[Data extract]:

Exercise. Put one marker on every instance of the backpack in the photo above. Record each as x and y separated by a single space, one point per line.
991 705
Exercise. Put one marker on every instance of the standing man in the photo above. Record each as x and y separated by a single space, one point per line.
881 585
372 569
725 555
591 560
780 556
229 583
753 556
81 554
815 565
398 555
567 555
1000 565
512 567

* * *

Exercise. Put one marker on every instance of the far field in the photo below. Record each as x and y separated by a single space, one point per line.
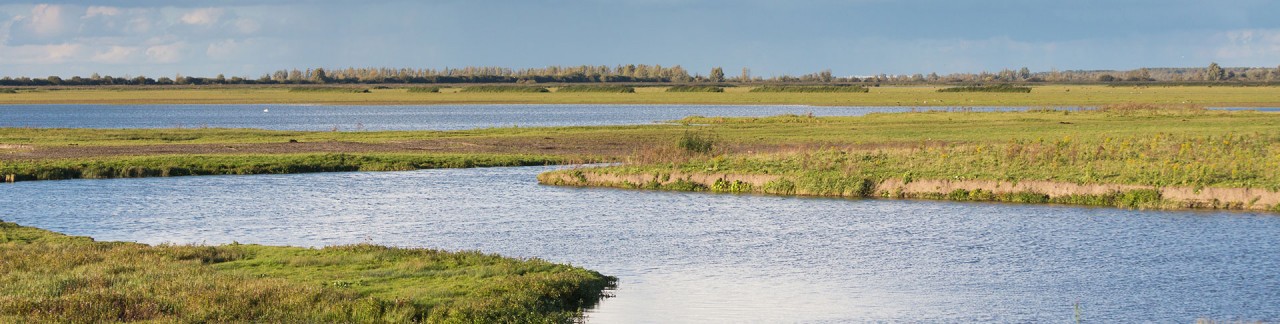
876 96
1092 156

[Brief]: Pick out every line above that contains the word "separated", and copy each one.

[Solved problem]:
Exercise. Put one marker on every instance of the backpack in the photo above. Record each as x and y separated by a single space, one point per line.
Exercise. Put one marker on every instance of the standing man in the photo above. Record each as x and y separated by a single space, one point per line.
Exercise. Put one marker on every instance of the far field in the photo below. Record each as x and y separated by a single space, one point per line.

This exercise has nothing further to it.